* **Verilen metin**
----
2003 seçimlerinden sonra, bir daha apartman yöneticisi dahi olmayacağını söyleyerek geri plana çekilmişti. son ödp kongresinde tekrar başkan oldu. e, kötü de olmadı.
22 Temmuz'da oyumun kendisine olduğu çağdaş sosyalist düşüncede politikacıdır. Kanımca ne olursa olsun ÖDP onunla varolmuştur ve o başta yoksa onun eksikliğini şöyle veya böyle her şekilde hissedecektir. Başkanlığa geri dönmesi yerinde bir hareket olmuştur, seçimlerde ise istanbul'dan bağımsız milletvekilliği adaylığını koymuştur, hayırlı olsundur.
politikanın ne olduğunu ufaktan anlamaya başladığım uzun yıllar öncesinden beri ülkemiz siyasi arenasında gördüğüm en ilginç ve (olumlu anlamıyla) en nevi şahsına münhasır kişiliklerden biri. ne yazık ki hiç şansı yok. çünkü ülkemiz gerçeğine göre siyaset yapmayı bilmiyor ya da bunu seçmiyor. fazla iyi ve fazla ilerde. bu da onu ne yazık ki uzakta ve kenarda bırakıyor.
hocam olması nedeniyle sıksık sohbet etme imkanı bulduğum,öğrencilere karşı sevgi dolu,anlayışlı,hoşgörülü,türkiye sevdalısı güzel insan.
ufuk uras şu anda türkiyenin ihtiyacı olan gerçek solun bu alandaki tek temsilcisidir.özgürlükten,eşitlikten,ekonomik ve siyasi bağımsızlıktan yana olan diğer çakma solcular gibi amerika ve ab peşinde koşmayan,faşizme,şeriata,darbeye tümüyle uzak olan gerçek düşünce insanıdır.
türkiye'nin ufuk uras ve onun gibi insanların önderliğinde bir sol harekete ihtiyacı vardır.
----
* **Veri bölümü**
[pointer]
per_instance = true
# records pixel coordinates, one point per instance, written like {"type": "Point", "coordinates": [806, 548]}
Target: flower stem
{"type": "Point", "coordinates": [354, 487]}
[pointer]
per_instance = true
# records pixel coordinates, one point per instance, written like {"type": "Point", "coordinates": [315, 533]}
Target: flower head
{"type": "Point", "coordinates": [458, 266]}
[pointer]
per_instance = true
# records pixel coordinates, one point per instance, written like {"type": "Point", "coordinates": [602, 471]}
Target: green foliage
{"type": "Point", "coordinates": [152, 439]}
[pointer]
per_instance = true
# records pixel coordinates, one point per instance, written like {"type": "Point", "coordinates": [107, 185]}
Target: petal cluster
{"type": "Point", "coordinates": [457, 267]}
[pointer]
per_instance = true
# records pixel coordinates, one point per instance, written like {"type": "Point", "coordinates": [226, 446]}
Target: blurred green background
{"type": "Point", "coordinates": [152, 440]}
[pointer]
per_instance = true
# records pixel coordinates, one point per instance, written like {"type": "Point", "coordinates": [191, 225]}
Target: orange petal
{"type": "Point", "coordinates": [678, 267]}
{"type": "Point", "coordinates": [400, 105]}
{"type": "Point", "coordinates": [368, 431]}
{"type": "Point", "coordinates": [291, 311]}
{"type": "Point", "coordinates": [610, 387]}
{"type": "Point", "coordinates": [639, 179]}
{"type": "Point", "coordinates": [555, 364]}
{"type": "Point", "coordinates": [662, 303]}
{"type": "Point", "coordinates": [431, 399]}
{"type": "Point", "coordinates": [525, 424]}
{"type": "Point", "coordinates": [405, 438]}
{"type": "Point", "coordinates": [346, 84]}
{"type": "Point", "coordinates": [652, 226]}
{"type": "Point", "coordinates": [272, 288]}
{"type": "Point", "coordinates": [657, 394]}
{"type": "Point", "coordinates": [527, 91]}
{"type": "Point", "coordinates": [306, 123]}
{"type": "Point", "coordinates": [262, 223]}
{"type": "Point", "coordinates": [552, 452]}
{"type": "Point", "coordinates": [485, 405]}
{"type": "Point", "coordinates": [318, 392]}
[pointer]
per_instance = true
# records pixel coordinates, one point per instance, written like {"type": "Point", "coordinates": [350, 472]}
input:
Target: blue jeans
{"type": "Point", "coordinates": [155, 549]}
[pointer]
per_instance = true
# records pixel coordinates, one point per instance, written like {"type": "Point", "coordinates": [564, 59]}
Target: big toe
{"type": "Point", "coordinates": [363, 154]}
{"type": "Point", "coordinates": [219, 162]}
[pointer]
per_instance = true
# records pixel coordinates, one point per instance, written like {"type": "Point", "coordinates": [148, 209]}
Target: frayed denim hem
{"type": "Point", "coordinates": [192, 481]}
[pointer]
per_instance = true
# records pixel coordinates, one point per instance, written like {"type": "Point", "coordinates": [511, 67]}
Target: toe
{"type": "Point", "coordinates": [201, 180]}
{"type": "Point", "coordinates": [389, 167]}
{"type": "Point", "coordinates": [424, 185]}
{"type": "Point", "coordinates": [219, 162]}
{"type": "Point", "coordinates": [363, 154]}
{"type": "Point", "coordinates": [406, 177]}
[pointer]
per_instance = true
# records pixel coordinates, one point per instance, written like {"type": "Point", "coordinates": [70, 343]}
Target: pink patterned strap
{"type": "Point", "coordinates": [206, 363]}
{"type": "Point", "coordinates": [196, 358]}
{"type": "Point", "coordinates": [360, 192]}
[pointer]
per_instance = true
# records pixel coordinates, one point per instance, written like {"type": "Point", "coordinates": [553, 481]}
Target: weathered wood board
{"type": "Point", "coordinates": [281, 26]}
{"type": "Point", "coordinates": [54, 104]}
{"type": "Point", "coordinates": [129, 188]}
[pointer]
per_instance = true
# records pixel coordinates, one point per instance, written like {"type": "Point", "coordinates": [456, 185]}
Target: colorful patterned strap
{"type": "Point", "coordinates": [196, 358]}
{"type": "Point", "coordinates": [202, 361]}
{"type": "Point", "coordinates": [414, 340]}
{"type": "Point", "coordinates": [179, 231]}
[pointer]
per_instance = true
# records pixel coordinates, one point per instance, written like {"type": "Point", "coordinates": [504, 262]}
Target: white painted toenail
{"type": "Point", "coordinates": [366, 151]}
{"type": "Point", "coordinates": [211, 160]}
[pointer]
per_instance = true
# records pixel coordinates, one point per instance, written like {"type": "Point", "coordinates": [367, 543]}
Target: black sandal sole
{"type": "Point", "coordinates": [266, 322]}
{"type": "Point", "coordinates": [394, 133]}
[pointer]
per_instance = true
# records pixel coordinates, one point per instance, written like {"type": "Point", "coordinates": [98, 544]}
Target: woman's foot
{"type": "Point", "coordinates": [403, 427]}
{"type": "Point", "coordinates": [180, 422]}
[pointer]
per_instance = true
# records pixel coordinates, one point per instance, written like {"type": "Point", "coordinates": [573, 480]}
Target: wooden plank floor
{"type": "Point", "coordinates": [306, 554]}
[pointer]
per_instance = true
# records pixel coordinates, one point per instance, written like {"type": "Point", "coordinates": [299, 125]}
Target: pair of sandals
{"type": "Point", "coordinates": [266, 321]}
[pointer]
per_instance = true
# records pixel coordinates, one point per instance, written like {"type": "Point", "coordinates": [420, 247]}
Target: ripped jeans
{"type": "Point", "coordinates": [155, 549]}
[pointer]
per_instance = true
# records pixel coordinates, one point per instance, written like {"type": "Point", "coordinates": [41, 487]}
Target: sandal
----
* **Yönerge A**
Ufuk Uras metninde "politikanın ne olduğunu" sözlerinden başlayıp aşağıya doğru "harekete ihtiyacı vardır." sözlerine kadar olan her şeyi aynen aktarın.
* **Yönerge B**
Ufuk Uras metnine göre şu soruları yanıtlayın:
(i) 2003 seçimlerinden sonra ne söyleyerek geri plana çekilmişti?
(ii) Seçimlerde hangi ilden bağımsız milletvekilliği adaylığını koymuştur?
(iii) Yazılardan birinde, onunla sık sık sohbet etme imkânı bulunmasının nedeni olarak ne gösteriliyor?
* **Yönerge C**
Ufuk Uras metnindeki yazılardan birine göre onun neden hiç şansı yoktur? Bir ila üç cümleyle açıklayın.
Öğeler, metinden ayrı bir malzemedir.

* **Alıştırma yanıtı A**
politikanın ne olduğunu ufaktan anlamaya başladığım uzun yıllar öncesinden beri ülkemiz siyasi arenasında gördüğüm en ilginç ve (olumlu anlamıyla) en nevi şahsına münhasır kişiliklerden biri. ne yazık ki hiç şansı yok. çünkü ülkemiz gerçeğine göre siyaset yapmayı bilmiyor ya da bunu seçmiyor. fazla iyi ve fazla ilerde. bu da onu ne yazık ki uzakta ve kenarda bırakıyor.
hocam olması nedeniyle sıksık sohbet etme imkanı bulduğum,öğrencilere karşı sevgi dolu,anlayışlı,hoşgörülü,türkiye sevdalısı güzel insan.
ufuk uras şu anda türkiyenin ihtiyacı olan gerçek solun bu alandaki tek temsilcisidir.özgürlükten,eşitlikten,ekonomik ve siyasi bağımsızlıktan yana olan diğer çakma solcular gibi amerika ve ab peşinde koşmayan,faşizme,şeriata,darbeye tümüyle uzak olan gerçek düşünce insanıdır.
türkiye'nin ufuk uras ve onun gibi insanların önderliğinde bir sol harekete ihtiyacı vardır.

* **Alıştırma yanıtı B**
(i) Bir daha apartman yöneticisi bile olmayacağını söyleyerek.
(ii) İstanbul'dan.
(iii) Yazanın hocası olması.

* **Alıştırma yanıtı C**
Çünkü ülkenin gerçeğine göre siyaset yapmayı bilmiyor ya da bunu seçmiyor. Ayrıca fazla iyi ve fazla ileride olması onu uzakta ve kenarda bırakıyor.